(Record set):
▽
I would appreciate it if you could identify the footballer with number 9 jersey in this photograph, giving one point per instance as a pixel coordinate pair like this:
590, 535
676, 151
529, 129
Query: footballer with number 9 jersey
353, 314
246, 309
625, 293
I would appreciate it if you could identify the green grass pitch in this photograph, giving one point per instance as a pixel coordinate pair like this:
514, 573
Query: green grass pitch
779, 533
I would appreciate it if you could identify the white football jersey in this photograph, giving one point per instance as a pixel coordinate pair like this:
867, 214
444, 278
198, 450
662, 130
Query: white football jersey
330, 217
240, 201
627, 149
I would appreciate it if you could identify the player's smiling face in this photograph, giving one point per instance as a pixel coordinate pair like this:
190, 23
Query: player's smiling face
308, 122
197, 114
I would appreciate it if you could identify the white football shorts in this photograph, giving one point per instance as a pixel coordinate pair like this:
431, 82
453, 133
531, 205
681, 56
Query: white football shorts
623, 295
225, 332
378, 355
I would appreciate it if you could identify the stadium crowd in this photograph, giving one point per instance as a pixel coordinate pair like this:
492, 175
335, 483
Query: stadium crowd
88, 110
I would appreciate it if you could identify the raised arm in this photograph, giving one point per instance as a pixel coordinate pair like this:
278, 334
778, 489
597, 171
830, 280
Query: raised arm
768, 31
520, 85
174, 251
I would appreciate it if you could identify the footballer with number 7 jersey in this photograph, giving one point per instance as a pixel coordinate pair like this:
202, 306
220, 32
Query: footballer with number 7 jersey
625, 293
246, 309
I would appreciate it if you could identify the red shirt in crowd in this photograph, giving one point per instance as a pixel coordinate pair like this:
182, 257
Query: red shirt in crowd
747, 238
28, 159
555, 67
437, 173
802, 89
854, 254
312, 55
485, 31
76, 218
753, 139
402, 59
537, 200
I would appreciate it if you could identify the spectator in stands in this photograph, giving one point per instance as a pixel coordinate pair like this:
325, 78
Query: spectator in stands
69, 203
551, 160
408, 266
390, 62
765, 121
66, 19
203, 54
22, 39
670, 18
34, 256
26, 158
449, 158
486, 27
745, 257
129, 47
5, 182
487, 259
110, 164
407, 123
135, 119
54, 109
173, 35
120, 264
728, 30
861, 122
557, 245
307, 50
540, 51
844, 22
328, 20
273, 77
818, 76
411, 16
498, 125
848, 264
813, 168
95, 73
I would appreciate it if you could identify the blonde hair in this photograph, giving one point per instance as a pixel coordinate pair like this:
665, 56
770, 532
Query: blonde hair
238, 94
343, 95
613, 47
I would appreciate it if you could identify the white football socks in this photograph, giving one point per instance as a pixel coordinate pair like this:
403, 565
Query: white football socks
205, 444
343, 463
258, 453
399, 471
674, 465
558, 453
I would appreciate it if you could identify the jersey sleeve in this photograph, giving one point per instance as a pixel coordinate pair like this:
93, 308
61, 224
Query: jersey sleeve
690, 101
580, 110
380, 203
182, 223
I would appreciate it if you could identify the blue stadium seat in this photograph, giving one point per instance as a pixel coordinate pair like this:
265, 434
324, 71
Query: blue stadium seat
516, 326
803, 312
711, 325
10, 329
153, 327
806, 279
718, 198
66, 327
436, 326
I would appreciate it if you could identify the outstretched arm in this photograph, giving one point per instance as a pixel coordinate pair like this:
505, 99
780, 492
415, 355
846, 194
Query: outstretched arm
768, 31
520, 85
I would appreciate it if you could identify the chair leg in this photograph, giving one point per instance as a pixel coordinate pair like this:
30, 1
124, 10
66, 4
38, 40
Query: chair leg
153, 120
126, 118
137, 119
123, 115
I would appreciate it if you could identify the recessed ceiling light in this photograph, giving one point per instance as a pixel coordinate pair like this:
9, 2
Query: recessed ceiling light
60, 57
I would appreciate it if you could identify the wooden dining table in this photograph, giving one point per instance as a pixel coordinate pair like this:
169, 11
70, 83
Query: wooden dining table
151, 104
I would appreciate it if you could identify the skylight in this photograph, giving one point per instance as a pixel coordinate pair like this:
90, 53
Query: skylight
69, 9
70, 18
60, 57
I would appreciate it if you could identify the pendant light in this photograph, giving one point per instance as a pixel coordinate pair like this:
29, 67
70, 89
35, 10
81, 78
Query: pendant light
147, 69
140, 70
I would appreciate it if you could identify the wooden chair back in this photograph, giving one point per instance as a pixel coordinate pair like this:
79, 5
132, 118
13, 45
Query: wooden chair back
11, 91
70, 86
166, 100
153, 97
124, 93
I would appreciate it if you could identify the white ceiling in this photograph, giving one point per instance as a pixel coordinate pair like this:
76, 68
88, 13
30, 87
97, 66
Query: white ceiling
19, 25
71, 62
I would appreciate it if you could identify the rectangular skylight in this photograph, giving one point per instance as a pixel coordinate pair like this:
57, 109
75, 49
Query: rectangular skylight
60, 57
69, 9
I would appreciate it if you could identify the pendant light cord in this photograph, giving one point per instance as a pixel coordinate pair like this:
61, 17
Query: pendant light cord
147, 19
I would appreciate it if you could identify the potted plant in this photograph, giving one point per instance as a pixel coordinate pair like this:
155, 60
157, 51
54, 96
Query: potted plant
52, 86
△
(Prompt):
An exact reproduction of the data is required. Leave nothing out.

(Task answer):
I would appreciate it if you could identify the footballer with number 9 jersey in this photograph, giving one point per instance as a pixel coordinate pair like this:
590, 535
676, 151
529, 129
Query: footballer with number 9 jersey
353, 314
246, 309
625, 293
I would appreciate it if you could identify the green grass pitch in this photograph, giving one point per instance as a pixel coordinate pair like this:
514, 573
Query: green grass pitch
779, 533
I would appreciate it if you could identify the white football jersey in this photograph, giving one point per instance as a pixel coordinate pair like this:
867, 214
444, 278
198, 450
662, 130
Query: white football jersey
330, 217
240, 201
627, 149
I would appreciate it if you could identify the player's smiling face in this photograph, giving one point per instance as a pixel coordinate pair like this:
190, 23
Query: player's smiling face
308, 122
197, 114
I would appreciate it if you could identify the white football shorts in this photograph, giving one point per instance as a pixel coordinate pair like this:
431, 82
453, 133
531, 205
681, 56
Query: white football shorts
623, 295
225, 332
378, 355
I would appreciate it if you could identify the stadium crowd in this photograph, giving one point per instance as a pixel coordinate pair like this:
492, 175
335, 483
Query: stadium crowd
88, 110
I would appreciate it if you could identify the raised arm in this photograph, giving one point per instance as a pixel coordinate pair like this:
278, 334
778, 489
597, 171
830, 280
Query: raised arm
768, 31
520, 85
174, 251
I would appreciate it if you could identify the footballer with number 7 jersey in this photograph, giving one point per instance as a pixel coordinate pair like this:
202, 306
220, 32
Query: footballer with number 7 jersey
625, 293
246, 309
I would appreciate it if you could identify the red shirt in crowd in this photograph, giving one point per instance as a pixel coordinate pair like this:
182, 257
Query: red shirt in crowd
747, 238
28, 159
555, 67
437, 173
802, 89
854, 254
312, 55
485, 31
76, 218
753, 139
402, 59
537, 200
I would appreciate it if you could identify the spectator in stands in this photograph, giving one point per instance as a pixel coordinate pair like this:
325, 78
Query: spectator in stands
69, 203
551, 160
408, 266
390, 62
765, 121
66, 19
203, 54
22, 39
670, 18
34, 256
26, 158
449, 158
486, 27
745, 257
129, 47
5, 182
487, 259
110, 164
407, 123
135, 119
54, 109
173, 35
120, 264
728, 30
861, 122
557, 245
307, 50
540, 51
844, 22
328, 20
273, 77
818, 76
411, 16
498, 125
848, 264
813, 168
95, 73
I would appreciate it if you could identify the blonde hair in this photograph, giving one point per instance as a pixel coordinate pair like this:
665, 56
770, 532
Query: blonde hair
238, 94
343, 95
613, 47
I would appreciate it if you could identify the white football socks in this photograph, giving one point per instance as a pixel coordinate pair like this:
403, 565
Query: white football socks
205, 444
343, 463
258, 453
399, 471
674, 465
558, 453
I would appreciate it if you could identify the jersey sleeve in this photograph, giving one point per instance as a pixel coordinate pair like this:
93, 308
61, 224
Query: jersey sleeve
690, 101
580, 110
380, 203
182, 223
I would appreciate it if you could identify the blue stadium seat in this photograph, giving one point per instance as a pixel coordinate pair like this:
265, 434
324, 71
Query: blue stadium seat
516, 326
803, 312
711, 325
10, 329
153, 327
806, 279
718, 198
66, 327
436, 326
I would appreciate it if you could identify the outstretched arm in this photograph, giving one point per instance as a pixel coordinate pair like this:
505, 99
780, 492
415, 355
846, 194
Query: outstretched arm
768, 31
520, 85
I would appreciate it if you could identify the chair leg in this photograph, giving one point per instance as a pixel coordinate pair like this:
30, 1
124, 10
66, 4
38, 40
Query: chair leg
153, 120
126, 118
137, 119
123, 115
I would appreciate it if you could identify the recessed ceiling light in this photograph, giving one point per instance as a pixel coordinate pair like this:
9, 2
Query: recessed ceiling light
60, 57
I would appreciate it if you could identify the wooden dining table in this photograph, giving one point per instance as a pixel coordinate pair like this:
169, 11
70, 83
Query: wooden dining table
151, 104
I would appreciate it if you could identify the skylight in this photograph, giving one point per instance as a pixel coordinate pair like this:
90, 53
Query: skylight
69, 9
70, 18
60, 57
I would appreciate it if you could identify the pendant light in this photograph, giving one point per instance as a pixel coordinate pair like this:
29, 67
70, 89
35, 10
81, 78
Query: pendant light
147, 69
140, 70
I would appreciate it if you could identify the wooden chair back in this photograph, giving one point per instance as a pixel coordinate pair like this:
79, 5
132, 118
13, 45
Query: wooden chair back
11, 91
70, 86
166, 100
153, 97
124, 93
I would appreciate it if you could identify the white ceiling in this photograph, giving one point per instance as a pixel coordinate pair like this:
76, 68
88, 13
30, 87
97, 66
Query: white ceiling
19, 25
71, 62
I would appreciate it if you could identify the rectangular skylight in this photograph, giving one point per instance as a pixel coordinate pair like this:
57, 109
75, 49
Query: rectangular skylight
60, 57
69, 9
I would appreciate it if you could identify the pendant light cord in this photograph, giving one point per instance as a pixel coordinate pair like this:
61, 17
Query: pendant light cord
147, 19
I would appreciate it if you could identify the potted plant in this photograph, giving one point per instance as a pixel coordinate pair like this:
155, 60
157, 51
54, 96
Query: potted plant
52, 86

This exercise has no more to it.